■ Pointing dataset records:
------------------------------------------------
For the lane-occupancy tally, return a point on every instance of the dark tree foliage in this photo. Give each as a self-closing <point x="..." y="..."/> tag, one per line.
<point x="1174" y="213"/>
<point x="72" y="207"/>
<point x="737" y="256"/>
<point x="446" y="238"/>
------------------------------------------------
■ Goal of the exercise:
Quote all of the lines above word for word, without changing anything.

■ Response to this exercise:
For the lane-occupancy tally, return a point on every instance of the dark tree foliage in this photo. Give each as a self-closing <point x="..." y="..."/> tag, one per line.
<point x="1174" y="213"/>
<point x="72" y="207"/>
<point x="737" y="256"/>
<point x="446" y="238"/>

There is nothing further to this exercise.